* TASK BRIEF
Once you find the line with "Reviewer note. Check that each instance of the concrete pedestal" in the entries below, return exactly every line from it through the line with "Reviewer note. Check that each instance of the white building".

* LISTED ENTRIES
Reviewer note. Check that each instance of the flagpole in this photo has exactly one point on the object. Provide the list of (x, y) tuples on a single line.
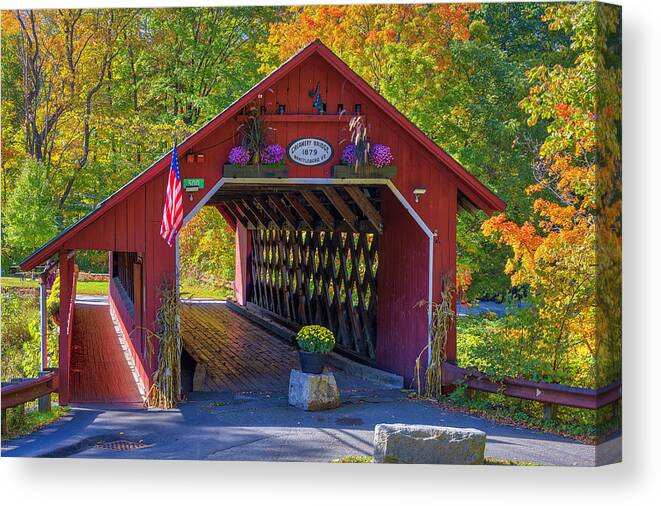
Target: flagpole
[(177, 266)]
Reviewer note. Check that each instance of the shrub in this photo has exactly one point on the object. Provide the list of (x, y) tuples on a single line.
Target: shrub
[(239, 156), (315, 339), (272, 154)]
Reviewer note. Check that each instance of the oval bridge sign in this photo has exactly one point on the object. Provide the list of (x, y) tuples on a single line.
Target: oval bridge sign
[(310, 151)]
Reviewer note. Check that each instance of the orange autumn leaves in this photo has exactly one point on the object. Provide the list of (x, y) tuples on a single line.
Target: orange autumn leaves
[(571, 245), (362, 35)]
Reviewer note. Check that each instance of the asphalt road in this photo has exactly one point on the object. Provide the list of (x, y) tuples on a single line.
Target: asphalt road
[(236, 427)]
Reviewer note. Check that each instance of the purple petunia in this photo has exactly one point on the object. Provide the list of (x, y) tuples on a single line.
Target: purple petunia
[(239, 156), (380, 155), (349, 154), (272, 154)]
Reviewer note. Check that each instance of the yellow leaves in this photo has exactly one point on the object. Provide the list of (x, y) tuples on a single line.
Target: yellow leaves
[(361, 34)]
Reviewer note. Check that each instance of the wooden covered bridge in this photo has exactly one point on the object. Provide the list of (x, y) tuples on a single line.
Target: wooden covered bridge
[(316, 241)]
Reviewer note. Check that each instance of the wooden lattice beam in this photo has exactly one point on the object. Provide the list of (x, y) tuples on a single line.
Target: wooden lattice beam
[(324, 214), (269, 211), (251, 210), (277, 202), (300, 209), (342, 207), (322, 277), (361, 200)]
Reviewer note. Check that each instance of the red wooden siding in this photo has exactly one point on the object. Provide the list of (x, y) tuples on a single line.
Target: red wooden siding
[(403, 281), (67, 307), (130, 219)]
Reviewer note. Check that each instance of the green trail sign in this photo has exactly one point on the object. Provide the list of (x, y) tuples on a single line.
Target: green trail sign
[(195, 182)]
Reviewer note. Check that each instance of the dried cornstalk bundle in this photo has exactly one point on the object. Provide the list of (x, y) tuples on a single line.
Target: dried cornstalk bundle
[(441, 321), (165, 392)]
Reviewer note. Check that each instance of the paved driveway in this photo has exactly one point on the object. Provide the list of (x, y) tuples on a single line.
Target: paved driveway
[(239, 427)]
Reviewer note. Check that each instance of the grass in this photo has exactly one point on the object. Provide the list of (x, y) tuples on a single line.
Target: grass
[(192, 289), (188, 288), (83, 287), (11, 282), (22, 421), (488, 461)]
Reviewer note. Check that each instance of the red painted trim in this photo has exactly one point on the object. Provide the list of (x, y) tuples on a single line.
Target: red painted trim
[(552, 393), (16, 394), (52, 247), (469, 185), (228, 217), (120, 312)]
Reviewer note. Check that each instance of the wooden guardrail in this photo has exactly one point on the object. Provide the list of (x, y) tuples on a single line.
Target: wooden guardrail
[(19, 392), (547, 393)]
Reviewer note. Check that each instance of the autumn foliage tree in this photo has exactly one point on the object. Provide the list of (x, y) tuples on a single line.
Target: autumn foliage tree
[(568, 253)]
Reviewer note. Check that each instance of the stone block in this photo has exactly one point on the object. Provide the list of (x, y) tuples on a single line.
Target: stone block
[(428, 444), (313, 392)]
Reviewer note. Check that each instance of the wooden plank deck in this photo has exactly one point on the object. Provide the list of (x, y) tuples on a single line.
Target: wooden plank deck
[(100, 372), (238, 355)]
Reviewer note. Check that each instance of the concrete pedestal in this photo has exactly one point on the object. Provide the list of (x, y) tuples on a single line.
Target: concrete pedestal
[(313, 392)]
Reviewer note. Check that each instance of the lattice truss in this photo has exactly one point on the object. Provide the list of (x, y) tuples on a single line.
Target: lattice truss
[(314, 256)]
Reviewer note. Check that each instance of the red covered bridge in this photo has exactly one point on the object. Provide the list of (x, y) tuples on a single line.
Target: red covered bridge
[(316, 242)]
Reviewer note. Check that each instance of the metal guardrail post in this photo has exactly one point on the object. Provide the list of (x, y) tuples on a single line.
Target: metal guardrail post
[(43, 402)]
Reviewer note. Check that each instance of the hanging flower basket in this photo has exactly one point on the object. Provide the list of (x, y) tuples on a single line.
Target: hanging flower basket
[(380, 160), (271, 164)]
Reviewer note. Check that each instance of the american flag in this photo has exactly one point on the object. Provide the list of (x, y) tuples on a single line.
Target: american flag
[(173, 210)]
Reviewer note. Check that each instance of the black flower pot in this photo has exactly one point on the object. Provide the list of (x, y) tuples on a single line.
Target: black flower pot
[(312, 363)]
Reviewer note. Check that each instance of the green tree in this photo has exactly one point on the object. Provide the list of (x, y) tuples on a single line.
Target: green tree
[(31, 214)]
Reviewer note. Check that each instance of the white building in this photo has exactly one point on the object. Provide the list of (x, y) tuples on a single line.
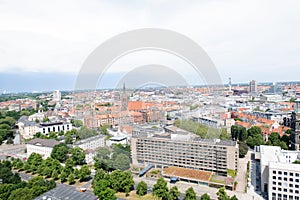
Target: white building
[(56, 95), (28, 129), (279, 176), (41, 146)]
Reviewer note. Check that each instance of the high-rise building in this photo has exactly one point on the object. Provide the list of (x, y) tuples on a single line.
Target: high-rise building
[(279, 176), (56, 95), (177, 149), (124, 99), (295, 125), (253, 87)]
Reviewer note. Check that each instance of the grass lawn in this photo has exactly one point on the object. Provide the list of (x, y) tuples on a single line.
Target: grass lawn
[(133, 195)]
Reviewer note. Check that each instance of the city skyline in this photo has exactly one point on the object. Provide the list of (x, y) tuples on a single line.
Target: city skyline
[(245, 40)]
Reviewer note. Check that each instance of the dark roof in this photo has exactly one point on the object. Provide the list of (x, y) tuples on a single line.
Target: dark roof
[(62, 192), (43, 142)]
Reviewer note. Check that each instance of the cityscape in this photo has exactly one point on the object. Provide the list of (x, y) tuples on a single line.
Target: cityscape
[(144, 111)]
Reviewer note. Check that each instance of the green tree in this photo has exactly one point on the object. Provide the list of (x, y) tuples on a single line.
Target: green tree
[(59, 152), (68, 139), (47, 172), (243, 149), (54, 174), (21, 194), (205, 197), (173, 193), (71, 179), (84, 173), (78, 155), (107, 194), (160, 188), (141, 188), (122, 162), (63, 176), (190, 194), (222, 195), (254, 130)]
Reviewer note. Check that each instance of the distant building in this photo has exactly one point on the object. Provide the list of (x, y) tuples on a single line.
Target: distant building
[(295, 125), (195, 153), (117, 140), (28, 129), (41, 146), (56, 95), (253, 87), (280, 178), (124, 99)]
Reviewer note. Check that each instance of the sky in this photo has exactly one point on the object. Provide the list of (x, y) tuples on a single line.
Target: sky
[(43, 44)]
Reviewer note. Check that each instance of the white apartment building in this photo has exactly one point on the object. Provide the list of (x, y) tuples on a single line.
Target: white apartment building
[(41, 146), (195, 153), (279, 176), (28, 129), (284, 181)]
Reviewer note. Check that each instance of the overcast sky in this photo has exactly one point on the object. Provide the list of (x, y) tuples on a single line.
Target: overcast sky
[(253, 39)]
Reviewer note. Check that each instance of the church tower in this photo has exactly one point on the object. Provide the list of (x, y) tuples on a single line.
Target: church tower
[(124, 99), (295, 125)]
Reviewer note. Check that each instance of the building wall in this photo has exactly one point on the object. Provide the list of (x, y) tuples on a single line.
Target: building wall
[(283, 181), (188, 154), (45, 152)]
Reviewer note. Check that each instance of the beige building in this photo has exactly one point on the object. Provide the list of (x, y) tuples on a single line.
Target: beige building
[(167, 150), (41, 146)]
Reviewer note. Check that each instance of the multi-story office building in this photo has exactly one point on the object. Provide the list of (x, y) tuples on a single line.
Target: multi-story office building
[(284, 181), (253, 87), (279, 176), (29, 128), (195, 153)]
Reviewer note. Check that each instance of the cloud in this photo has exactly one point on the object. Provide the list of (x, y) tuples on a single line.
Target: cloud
[(243, 38)]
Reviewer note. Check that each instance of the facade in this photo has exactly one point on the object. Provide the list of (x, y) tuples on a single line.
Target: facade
[(253, 87), (41, 146), (166, 150), (28, 129), (279, 176), (90, 146), (284, 181), (295, 125)]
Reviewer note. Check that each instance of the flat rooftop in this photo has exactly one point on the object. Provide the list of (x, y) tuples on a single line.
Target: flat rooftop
[(187, 173), (62, 192)]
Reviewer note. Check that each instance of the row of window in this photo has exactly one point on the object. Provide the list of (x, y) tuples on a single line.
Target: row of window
[(286, 173), (284, 197), (285, 179)]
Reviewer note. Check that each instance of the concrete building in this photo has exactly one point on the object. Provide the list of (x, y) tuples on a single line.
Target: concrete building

* REPLY
Reviewer note. Check that each instance of the concrete pedestal in this photo has exactly one point on the object. Provide the list of (x, y) tuples on a single line.
Target: concrete pedestal
[(313, 392)]
Reviewer note. Check that each instance of the lattice truss in this photo has exactly one point on the object. Provide the list of (x, y) tuples on a single line.
Target: lattice truss
[(314, 256)]
Reviewer note. Check that each instance of the red covered bridge in this photo has exactly one point on the object. Provide the list of (x, y) tuples on a single line.
Target: red covered bridge
[(316, 242)]
Reviewer note. Check that each instance of the metal guardrail post in this photo has exactly one point on the object. Provide the list of (x, y) tuples on a single line.
Target: metal guardrail post
[(43, 402)]
Reviewer note. Check that each instance of the hanging flower basket in this photo has exactly one point on the object. Provide the list of (x, y) tuples on a single line.
Target: hanging flower basket
[(380, 160), (271, 164)]
Reviewer note. Check that each instance of the american flag in this photo has exactly one point on the object. Provide the list of (x, y) tuples on a single line.
Target: american flag
[(173, 210)]
Reviewer note. Check that each instance of the black flower pot in this photo has exactly one point on the object. Provide the list of (x, y) tuples on a single line.
Target: black flower pot
[(312, 363)]
Reviewer note. Check that each instance of the green tree in this photo has exactly one point on the object. Provide the list of (x, y) tuples on a single line.
Target: green tree
[(31, 214)]
Reviewer note. Check that each instance of the white building in this photo has exactly one point on the object. Provide the list of (x, y) tuples on a single line.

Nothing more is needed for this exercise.